[Supplied passage]:
Link-time optimization is an optimization mode that allows the compiler to have visibility of the entire program. The optimization occurs at link-time instead of compile-time like other optimization levels.

Link-time optimization is invoked by using the --opt_level=4 option. This option must be used in both the compilation and linking steps. At compile time, the compiler embeds an intermediate representation of the file being compiled into the resulting object file. At link-time this representation is extracted from every object file which contains it, and is used to optimize the entire program.

If you use --opt_level=4 (-O4), the --program_level_compile option cannot also be used, because link-time optimization provides the same optimization opportunities as program level optimization (Section 3.3). Link-time optimization provides the following benefits:

Each source file can be compiled separately. One issue with program-level compilation is that it requires all source files to be passed to the compiler at one time. This often requires significant modification of a customer's build process. With link-time optimization, all files can be compiled separately.
References to C/C++ symbols from assembly are handled automatically. When doing program-level compilation, the compiler has no knowledge of whether a symbol is referenced externally. When performing link-time optimization during a final link, the linker can determine which symbols are referenced externally and prevent eliminating them during optimization.
Third party object files can participate in optimization. If a third party vendor provides object files that were compiled with the --opt_level=4 option, those files participate in optimization along with user-generated files. This includes object files supplied as part of the TI run-time support. Object files that were not compiled with –opt_level=4 can still be used in a link that is performing link-time optimization. Those files that were not compiled with –opt_level=4 do not participate in the optimization.
Source files can be compiled with different option sets. With program-level compilation, all source files must be compiled with the same option set. With link-time optimization files can be compiled with different options. If the compiler determines that two options are incompatible, it issues an error.

[Material supplied]:
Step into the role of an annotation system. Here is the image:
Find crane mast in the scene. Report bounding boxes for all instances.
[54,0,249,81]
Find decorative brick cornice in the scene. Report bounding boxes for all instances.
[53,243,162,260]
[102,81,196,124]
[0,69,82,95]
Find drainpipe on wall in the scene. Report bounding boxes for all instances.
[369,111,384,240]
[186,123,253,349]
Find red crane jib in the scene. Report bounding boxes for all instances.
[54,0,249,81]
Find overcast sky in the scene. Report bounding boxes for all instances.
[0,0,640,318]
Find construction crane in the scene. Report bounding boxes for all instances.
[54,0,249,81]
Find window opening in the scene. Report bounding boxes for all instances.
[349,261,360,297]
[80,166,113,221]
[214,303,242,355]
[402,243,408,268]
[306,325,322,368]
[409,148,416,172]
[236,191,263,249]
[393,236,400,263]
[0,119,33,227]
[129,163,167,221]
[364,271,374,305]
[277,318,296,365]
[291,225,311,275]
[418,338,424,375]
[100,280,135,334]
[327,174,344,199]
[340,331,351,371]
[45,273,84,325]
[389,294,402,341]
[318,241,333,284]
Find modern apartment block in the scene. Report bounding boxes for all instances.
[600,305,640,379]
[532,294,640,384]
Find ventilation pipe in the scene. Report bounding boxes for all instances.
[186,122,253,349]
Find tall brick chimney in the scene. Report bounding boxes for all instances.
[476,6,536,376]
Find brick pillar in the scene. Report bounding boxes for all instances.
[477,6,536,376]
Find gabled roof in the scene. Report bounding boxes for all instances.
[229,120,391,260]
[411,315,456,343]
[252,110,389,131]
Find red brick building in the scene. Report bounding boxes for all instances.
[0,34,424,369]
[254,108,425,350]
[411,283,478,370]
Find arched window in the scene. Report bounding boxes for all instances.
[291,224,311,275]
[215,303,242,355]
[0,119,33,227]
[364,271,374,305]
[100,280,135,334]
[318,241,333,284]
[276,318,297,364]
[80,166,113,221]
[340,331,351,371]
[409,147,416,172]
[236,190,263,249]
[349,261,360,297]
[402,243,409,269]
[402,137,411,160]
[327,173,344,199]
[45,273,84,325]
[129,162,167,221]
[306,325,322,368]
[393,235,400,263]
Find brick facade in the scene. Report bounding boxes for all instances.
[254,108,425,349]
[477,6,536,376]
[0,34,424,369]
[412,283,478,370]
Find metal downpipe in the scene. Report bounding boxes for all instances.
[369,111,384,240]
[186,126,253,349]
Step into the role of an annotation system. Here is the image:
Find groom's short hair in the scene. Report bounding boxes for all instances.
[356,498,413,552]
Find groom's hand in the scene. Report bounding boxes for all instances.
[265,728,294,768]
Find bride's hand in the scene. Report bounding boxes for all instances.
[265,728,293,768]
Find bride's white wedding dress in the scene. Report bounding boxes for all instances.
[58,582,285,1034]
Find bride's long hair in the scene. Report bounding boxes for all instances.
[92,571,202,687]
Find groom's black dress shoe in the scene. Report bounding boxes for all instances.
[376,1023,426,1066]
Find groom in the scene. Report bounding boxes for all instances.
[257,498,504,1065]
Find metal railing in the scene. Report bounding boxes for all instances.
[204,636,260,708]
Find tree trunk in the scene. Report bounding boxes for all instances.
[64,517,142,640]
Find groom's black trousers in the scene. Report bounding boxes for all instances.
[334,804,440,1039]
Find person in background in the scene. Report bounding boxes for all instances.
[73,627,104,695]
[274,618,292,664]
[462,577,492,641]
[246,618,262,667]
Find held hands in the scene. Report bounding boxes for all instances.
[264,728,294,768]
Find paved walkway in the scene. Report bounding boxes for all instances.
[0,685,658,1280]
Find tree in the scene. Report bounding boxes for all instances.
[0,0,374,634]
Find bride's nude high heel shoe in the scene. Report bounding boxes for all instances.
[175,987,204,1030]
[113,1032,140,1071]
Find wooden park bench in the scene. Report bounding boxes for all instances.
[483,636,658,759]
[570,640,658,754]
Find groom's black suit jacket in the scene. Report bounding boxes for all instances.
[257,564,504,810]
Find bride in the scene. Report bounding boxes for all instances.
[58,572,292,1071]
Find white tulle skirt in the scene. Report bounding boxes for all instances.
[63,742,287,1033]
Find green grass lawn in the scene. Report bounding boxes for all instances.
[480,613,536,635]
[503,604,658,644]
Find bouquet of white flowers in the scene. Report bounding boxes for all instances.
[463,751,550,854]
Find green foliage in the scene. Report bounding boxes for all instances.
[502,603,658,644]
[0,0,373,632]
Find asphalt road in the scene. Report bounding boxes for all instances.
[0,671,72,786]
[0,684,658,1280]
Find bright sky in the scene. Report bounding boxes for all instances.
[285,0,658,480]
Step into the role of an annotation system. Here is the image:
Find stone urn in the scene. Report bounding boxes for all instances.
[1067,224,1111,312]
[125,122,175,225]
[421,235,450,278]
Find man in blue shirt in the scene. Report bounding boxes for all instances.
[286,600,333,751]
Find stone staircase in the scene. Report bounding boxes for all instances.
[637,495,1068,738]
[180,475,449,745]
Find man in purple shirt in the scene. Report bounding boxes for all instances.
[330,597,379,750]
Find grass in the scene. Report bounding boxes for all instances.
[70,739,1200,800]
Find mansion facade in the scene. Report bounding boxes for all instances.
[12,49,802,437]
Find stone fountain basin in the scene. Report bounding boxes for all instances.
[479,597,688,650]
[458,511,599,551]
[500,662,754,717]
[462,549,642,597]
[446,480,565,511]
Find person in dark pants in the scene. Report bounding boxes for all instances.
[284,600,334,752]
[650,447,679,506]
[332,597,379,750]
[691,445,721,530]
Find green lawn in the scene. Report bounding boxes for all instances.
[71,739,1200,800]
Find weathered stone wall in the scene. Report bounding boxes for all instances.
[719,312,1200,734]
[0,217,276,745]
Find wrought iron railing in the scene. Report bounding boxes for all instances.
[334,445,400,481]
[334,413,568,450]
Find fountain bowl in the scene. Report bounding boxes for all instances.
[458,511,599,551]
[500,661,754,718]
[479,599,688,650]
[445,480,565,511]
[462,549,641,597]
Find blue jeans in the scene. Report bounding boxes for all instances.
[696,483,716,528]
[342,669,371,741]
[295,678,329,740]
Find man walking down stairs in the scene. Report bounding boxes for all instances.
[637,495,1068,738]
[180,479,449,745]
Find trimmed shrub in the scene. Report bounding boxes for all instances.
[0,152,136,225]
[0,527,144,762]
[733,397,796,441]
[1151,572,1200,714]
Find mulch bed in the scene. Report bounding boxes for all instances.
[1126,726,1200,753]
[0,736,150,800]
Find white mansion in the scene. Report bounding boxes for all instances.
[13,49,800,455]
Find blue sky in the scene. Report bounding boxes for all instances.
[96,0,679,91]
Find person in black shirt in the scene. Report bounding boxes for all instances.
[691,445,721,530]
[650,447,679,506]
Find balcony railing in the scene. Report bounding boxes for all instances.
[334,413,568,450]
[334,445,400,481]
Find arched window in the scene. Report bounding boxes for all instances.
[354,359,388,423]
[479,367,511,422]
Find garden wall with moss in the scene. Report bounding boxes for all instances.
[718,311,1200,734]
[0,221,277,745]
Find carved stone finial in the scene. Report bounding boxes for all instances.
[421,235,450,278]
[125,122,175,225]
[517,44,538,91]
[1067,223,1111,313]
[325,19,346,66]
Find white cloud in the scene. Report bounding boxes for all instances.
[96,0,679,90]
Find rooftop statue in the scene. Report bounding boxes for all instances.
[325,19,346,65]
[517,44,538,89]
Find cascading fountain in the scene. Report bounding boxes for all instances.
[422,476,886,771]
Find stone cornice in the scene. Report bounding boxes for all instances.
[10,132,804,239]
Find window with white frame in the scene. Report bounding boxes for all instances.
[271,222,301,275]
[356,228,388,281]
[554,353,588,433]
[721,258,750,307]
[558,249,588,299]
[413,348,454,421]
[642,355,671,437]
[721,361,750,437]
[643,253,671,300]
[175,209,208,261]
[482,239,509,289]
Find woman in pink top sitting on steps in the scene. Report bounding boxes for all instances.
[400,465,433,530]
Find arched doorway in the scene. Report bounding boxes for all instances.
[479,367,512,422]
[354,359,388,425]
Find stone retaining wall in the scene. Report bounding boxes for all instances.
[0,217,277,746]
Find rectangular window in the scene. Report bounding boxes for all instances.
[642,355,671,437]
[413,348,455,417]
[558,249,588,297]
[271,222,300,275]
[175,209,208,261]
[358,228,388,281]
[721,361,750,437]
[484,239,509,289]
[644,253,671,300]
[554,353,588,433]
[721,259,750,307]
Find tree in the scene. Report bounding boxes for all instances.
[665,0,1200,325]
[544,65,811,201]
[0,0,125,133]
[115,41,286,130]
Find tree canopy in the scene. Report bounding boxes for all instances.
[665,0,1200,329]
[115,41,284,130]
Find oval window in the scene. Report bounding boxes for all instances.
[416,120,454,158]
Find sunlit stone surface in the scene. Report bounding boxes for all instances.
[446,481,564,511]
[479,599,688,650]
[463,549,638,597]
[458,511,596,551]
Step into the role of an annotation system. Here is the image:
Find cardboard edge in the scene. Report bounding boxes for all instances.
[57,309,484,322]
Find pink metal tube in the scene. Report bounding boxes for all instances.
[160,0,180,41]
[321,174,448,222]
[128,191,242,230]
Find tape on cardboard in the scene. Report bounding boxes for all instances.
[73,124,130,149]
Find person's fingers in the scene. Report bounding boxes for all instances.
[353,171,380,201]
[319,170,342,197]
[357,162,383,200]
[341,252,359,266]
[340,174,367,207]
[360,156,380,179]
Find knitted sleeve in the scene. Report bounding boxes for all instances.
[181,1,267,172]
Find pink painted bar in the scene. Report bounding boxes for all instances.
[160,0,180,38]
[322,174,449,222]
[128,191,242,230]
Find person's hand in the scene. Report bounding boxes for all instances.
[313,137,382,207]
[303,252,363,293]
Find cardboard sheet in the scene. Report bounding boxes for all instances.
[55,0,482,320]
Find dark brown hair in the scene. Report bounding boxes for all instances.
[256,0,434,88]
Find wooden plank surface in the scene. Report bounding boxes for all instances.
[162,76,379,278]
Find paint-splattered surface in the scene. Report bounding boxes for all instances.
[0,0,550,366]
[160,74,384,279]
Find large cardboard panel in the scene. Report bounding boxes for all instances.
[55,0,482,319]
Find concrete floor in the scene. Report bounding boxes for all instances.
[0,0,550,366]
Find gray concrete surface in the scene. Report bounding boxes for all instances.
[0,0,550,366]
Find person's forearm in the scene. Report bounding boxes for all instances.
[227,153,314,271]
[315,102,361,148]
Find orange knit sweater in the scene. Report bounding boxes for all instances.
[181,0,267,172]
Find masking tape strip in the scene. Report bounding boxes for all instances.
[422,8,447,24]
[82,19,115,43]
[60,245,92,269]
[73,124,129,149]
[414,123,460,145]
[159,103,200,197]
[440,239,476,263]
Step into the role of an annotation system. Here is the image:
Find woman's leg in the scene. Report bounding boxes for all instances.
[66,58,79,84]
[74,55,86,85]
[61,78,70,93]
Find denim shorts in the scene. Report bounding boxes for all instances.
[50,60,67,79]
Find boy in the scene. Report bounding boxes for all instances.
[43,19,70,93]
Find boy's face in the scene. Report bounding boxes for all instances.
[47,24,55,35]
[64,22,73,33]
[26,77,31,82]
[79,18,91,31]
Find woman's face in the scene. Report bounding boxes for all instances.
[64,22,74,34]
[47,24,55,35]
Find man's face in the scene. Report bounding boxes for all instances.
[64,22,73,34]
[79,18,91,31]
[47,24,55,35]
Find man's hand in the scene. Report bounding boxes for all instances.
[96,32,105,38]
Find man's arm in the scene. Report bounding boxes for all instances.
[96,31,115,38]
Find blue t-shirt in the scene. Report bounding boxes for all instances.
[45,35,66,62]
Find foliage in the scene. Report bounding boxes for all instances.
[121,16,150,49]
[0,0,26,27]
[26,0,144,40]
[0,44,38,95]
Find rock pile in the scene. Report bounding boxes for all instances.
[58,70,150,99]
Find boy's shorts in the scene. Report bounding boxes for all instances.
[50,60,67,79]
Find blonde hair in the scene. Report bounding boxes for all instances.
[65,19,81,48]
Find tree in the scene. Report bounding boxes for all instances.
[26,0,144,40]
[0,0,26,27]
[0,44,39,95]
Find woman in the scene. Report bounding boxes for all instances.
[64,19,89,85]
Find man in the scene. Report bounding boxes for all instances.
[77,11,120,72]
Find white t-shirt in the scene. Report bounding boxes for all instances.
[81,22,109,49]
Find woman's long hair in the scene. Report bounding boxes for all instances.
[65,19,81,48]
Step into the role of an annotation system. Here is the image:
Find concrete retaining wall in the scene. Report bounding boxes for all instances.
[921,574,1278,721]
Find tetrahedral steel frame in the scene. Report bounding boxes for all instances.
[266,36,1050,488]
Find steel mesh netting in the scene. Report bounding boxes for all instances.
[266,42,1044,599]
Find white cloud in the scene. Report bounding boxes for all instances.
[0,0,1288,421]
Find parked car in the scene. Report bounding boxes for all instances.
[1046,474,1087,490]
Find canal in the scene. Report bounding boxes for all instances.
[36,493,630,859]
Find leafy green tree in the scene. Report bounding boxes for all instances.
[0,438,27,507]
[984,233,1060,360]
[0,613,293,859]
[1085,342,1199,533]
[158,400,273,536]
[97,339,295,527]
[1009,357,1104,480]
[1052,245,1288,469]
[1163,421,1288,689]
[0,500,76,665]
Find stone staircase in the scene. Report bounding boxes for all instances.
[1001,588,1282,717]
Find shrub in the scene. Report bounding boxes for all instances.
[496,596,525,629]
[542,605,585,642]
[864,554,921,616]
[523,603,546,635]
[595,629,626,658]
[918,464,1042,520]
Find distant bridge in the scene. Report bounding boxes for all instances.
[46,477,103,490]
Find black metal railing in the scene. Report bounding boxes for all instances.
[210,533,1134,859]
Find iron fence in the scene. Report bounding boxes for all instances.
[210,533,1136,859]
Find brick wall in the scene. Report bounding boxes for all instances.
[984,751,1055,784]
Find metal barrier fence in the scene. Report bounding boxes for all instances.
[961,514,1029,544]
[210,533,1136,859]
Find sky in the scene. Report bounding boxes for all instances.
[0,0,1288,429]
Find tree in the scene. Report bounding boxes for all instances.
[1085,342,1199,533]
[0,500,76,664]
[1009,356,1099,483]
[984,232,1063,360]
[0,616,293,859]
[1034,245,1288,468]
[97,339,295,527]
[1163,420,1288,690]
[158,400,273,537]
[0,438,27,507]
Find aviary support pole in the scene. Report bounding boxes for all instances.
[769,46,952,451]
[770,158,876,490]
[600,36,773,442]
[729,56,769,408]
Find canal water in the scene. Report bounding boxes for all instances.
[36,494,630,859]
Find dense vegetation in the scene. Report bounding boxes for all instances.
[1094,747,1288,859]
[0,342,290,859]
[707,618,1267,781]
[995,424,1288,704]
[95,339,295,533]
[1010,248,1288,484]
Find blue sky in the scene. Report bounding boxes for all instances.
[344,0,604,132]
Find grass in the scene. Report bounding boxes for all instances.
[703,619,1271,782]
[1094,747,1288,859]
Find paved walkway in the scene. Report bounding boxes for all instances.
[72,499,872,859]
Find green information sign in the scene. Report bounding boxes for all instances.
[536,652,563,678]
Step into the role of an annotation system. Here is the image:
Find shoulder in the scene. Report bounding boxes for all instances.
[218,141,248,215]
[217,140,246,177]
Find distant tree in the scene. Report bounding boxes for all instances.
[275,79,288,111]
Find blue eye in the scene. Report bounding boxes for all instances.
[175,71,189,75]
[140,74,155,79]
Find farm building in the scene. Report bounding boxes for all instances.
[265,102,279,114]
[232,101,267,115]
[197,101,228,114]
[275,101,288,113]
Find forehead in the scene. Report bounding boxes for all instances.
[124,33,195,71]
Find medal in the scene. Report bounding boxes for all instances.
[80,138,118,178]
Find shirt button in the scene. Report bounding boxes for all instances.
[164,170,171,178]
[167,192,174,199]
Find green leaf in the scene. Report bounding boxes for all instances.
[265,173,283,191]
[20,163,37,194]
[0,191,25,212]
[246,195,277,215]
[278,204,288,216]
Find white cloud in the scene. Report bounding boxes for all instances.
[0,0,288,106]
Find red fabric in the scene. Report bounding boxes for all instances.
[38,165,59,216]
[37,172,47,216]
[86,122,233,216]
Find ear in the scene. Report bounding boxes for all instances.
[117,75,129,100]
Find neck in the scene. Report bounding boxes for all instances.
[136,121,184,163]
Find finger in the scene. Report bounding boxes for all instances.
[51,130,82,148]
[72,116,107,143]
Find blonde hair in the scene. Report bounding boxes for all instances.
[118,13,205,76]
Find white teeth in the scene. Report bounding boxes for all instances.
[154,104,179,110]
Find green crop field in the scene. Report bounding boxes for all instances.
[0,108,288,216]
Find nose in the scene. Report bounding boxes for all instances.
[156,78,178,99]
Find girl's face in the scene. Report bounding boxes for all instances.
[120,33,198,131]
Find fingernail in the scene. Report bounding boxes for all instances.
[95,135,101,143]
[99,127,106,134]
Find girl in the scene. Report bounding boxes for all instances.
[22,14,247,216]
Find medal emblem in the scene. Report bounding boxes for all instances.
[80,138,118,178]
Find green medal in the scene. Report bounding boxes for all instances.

[Problem statement]:
Carry on the passage about link-time optimization from its last sentence, in the same technical style.

[Output of the task]:
3.4.1 Option Handling

When performing link-time optimization, source files can be compiled with different options. When possible, the options that were used during compilation are used during link-time optimization. For options which apply at the program level, --auto_inline for instance, the options used to compile the main function are used. If main is not included in link-time optimization, the option set used for the first object file specified on the command line is used. Some options, --opt_for_speed for instance, can affect a wide range of optimizations. For these options, the program-level behavior is derived from main, and the local optimizations are obtained from the original option set.

Some options are incompatible when performing link-time optimization. These are usually options which conflict on the command line as well, but can also be options that cannot be handled during link-time optimization.

3.4.2 Incompatible Types

During a normal link, the linker does not check to make sure that each symbol was declared with the same type in different files. This is not necessary during a normal link. When performing link-time optimization, however, the linker must ensure that all symbols are declared with compatible types in different source files. If a symbol is found which has incompatible types, an error is issued. The rules for compatible types are derived from the C and C++ standards.

3.5 Using Feedback Directed Optimization

Feedback directed optimization provides a method for finding frequently executed paths in an application using compiler-based instrumentation. This information is fed back to the compiler and is used to perform optimizations. This information is also used to provide you with information about application behavior.

3.5.1 Feedback Directed Optimization

Feedback directed optimization uses run-time feedback to identify and optimize frequently executed program paths. Feedback directed optimization is a two-phase process.

3.5.1.1 Phase 1 -- Collect Program Profile Information

In this phase the compiler is invoked with the option --gen_profile_info, which instructs the compiler to add instrumentation code to collect profile information. The compiler inserts a minimal amount of instrumentation code to determine control flow frequencies. Memory is allocated to store counter information.

The instrumented application program is executed on the target using representative input data sets. The input data sets should correlate closely with the way the program is expected to be used in the end product environment. When the program completes, a run-time-support function writes the collected information into a profile data file called a PDAT file. Multiple executions of the program using different input data sets can be performed and in such cases, the run-time-support function appends the collected information into the PDAT file. The resulting PDAT file is post-processed using a tool called the Profile Data Decoder or armpdd. The armpdd tool consolidates multiple data sets and formats the data into a feedback file (PRF file, see Section 3.5.2) for consumption by phase 2 of feedback directed optimization.

3.5.1.2 Phase 2 -- Use Application Profile Information for Optimization

In this phase, the compiler is invoked with the --use_profile_info=file.prf option, which reads the specified PRF file generated in phase 1. In phase 2, optimization decisions are made using the data generated during phase 1. The profile feedback file is used to guide program optimization. The compiler optimizes frequently executed program paths more aggressively.

The compiler uses data in the profile feedback file to guide certain optimizations of frequently executed program paths.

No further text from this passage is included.